Quais os efeitos da proibição de contratar com o Poder Público prevista no art. 12 da Lei n. 8.429/92 sobre os contratos já em vigor?

O entendimento majoritário sobre a matéria é o de que a decisão que impõe pena de proibição de contratar com a Administração Pública possui efeitos ex nunc, não tendo o condão de afetar automaticamente os contratos firmados antes do trânsito em julgado da sentença.

No âmbito da Lei de Improbidade Administrativa (Lei n. 8.429/82), o agente público pode ser condenado, entre outras, à sanção de proibição de contratar com o Poder Público ou receber benefícios ou incentivos fiscais ou creditícios, direta ou indiretamente, ainda que por intermédio de pessoa jurídica da qual seja sócio majoritário. Essa sanção encontra respaldo no art. 12, III, da LIA, que dispõe expressamente:

Art. 12. Independentemente das sanções penais, civis e administrativas previstas na legislação específica, está o responsável pelo ato de improbidade sujeito às seguintes cominações, que podem ser aplicadas isolada ou cumulativamente, de acordo com a gravidade do fato.

III - na hipótese do art. 11, ressarcimento integral do dano, se houver, perda da função pública, suspensão dos direitos políticos de três a cinco anos, pagamento de multa civil de até cem vezes o valor da remuneração percebida pelo agente e proibição de contratar com o Poder Público ou receber benefícios ou incentivos fiscais ou creditícios, direta ou indiretamente, ainda que por intermédio de pessoa jurídica da qual seja sócio majoritário, pelo prazo de três anos.

Contudo, resta saber se a decisão transitada em julgado tem efeito ex tunc ou ex nunc, ou seja, se ela afeta ou não contratos anteriormente firmados. De forma bastante clara, Calil Simão afirma:

Necessário registrar, ainda, que a sanção de proibição de contratar, quando do início de sua eficácia, não atinge os contratos, por prazo determinado, já firmados e que não possuam relação com o ato de improbidade impugnado. Preserva-se o ato jurídico perfeito (CF, art. 5º, XXXVI). Sendo a relação jurídica de prazo indeterminado, essa sanção rompe o vínculo que liga o condenado ao Estado, fazendo cessar imediatamente os seus efeitos. Cumpre observar, no entanto, que não são permitidos contratos administrativos, onerosos ao Poder Público, por prazo indeterminado (Lei n. 8.666/93, art. 57, § 3º) (Improbidade Administrativa: Teoria e Prática, 2 ed, Leme: J. H. Mizuno, 2014, p. 868-869).

■ Tarefas a resolver:
1) Redigite tudo o que vai de "Quais os efeitos" até "julgado da sentença." no texto sobre a proibição de contratar com o Poder Público.
2) Por favor, escreva o que vem em seguida no texto sobre a proibição de contratar com o Poder Público, a partir do ponto em que ele termina.

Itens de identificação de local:
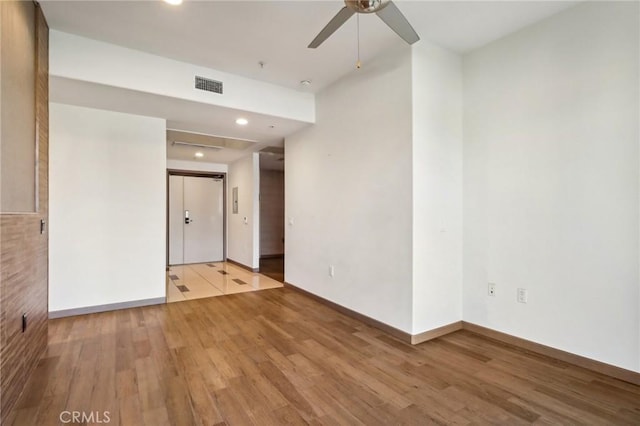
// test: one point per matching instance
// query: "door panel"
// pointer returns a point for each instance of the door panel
(203, 235)
(176, 220)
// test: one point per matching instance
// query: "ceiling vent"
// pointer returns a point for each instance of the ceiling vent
(208, 85)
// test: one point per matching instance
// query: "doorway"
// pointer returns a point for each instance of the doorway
(196, 204)
(272, 238)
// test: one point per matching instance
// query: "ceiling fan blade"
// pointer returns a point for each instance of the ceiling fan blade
(337, 21)
(392, 16)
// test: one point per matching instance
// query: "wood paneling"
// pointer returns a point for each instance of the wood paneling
(17, 165)
(278, 357)
(24, 253)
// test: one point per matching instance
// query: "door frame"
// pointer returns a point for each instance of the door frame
(191, 173)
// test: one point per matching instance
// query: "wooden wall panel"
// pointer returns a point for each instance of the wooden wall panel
(24, 253)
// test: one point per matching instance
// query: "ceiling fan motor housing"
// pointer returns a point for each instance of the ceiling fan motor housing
(366, 6)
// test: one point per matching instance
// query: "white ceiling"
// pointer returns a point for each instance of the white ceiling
(234, 36)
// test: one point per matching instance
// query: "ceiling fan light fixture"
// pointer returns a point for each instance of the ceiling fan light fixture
(366, 6)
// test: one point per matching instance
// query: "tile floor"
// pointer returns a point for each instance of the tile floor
(186, 282)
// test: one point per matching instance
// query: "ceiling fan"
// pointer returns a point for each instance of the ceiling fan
(385, 9)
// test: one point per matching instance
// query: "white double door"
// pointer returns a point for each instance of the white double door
(196, 219)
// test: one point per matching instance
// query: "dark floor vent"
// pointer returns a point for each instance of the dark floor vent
(208, 85)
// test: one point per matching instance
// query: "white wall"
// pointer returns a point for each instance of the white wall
(243, 237)
(197, 166)
(437, 186)
(348, 193)
(107, 207)
(84, 59)
(551, 186)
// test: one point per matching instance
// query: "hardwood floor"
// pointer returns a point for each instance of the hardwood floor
(277, 357)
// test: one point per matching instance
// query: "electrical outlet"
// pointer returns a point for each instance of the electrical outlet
(523, 295)
(492, 289)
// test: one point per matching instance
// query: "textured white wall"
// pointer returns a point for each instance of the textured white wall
(196, 166)
(84, 59)
(107, 227)
(348, 193)
(551, 187)
(437, 187)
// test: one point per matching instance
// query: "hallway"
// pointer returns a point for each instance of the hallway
(196, 281)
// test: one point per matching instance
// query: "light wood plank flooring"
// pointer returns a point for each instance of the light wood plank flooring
(277, 357)
(199, 280)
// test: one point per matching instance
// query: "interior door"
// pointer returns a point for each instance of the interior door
(176, 220)
(203, 227)
(196, 219)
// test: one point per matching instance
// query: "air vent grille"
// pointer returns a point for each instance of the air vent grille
(208, 85)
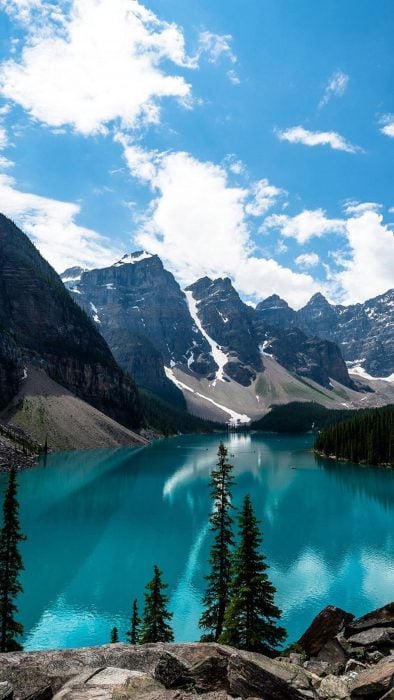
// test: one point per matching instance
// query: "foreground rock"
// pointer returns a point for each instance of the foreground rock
(345, 664)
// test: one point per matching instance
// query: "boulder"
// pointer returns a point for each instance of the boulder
(375, 637)
(326, 625)
(382, 617)
(6, 691)
(249, 679)
(332, 652)
(333, 687)
(375, 680)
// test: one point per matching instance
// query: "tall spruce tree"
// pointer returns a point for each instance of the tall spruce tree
(155, 627)
(10, 567)
(114, 635)
(251, 617)
(216, 597)
(134, 633)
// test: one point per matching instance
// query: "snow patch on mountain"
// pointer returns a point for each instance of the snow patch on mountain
(217, 353)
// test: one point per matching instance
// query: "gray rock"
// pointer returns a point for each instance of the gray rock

■ Respostas às tarefas:
1)
Quais os efeitos da proibição de contratar com o Poder Público prevista no art. 12 da Lei n. 8.429/92 sobre os contratos já em vigor?

O entendimento majoritário sobre a matéria é o de que a decisão que impõe pena de proibição de contratar com a Administração Pública possui efeitos ex nunc, não tendo o condão de afetar automaticamente os contratos firmados antes do trânsito em julgado da sentença.

2)
Na mesma toada, João Pedro Accioly Teixeira:

Em nosso entendimento, consigne-se desde logo, os contratos vigentes não podem ser automaticamente extintos por sanção posterior à sua assinatura. Isso porque o respeito ao ato jurídico perfeito, além de fim em si mesmo, como expressão da previsibilidade e da segurança das relações jurídicas, configura, in casu, especial proteção à própria Administração e aos administrados, dada a sua íntima relação com o princípio da continuidade das atividades administrativas (Os contornos objetivos da proibição de contratar com o poder público por improbidade administrativa in Revista brasileira de Dir. Público – RBDP, Belo Horizonte, ano 14, n. 54, p. 185-216, jul./set. 2016, p. 207)

Jessé Torres Pereira Júnior, por seu turno, assevera de forma contundente que:

A sanção administrativa de declaração de inidoneidade para contratar com a Administração Pública acarreta, para o sancionado, a proibição de firmar novos vínculos contratuais com o Poder Público; os contratos anteriormente celebrados não devem ser automaticamente rescindidos com espeque exclusivo nessa sanção. A declaração de inidoneidade produz efeitos para o futuro (ex nunc), ou seja, proíbe que o sancionado venha a firmar novos vínculos contratuais com a Administração Pública, mas não rescinde aqueles em vigor. A aplicação da sanção não tem efeito automático e imediato de rescindir todos os contratos anteriormente firmados entre o sancionado e a Administração, uma vez que isso poderia representar prejuízo maior ao erário e ao interesse público. Verificando-se que o processo administrativo de que resultou a sanção obedeceu ao contraditório e à ampla defesa, bem como que os fatos evidenciados são relevantes e tornam a manutenção do contrato risco real para a Administração, a segurança de seu patrimônio ou de seus servidores, será legítima, em tempo oportuno, a rescisão contratual.

(PEREIRA JUNIOR, Jessé Torres; DOTTI, Marinês Restelatto. Responsabilidade do Contratado na Administração de Compras, Serviços e Obras. Revista Síntese Direito Administrativo, v. 7, p. 104, 2012)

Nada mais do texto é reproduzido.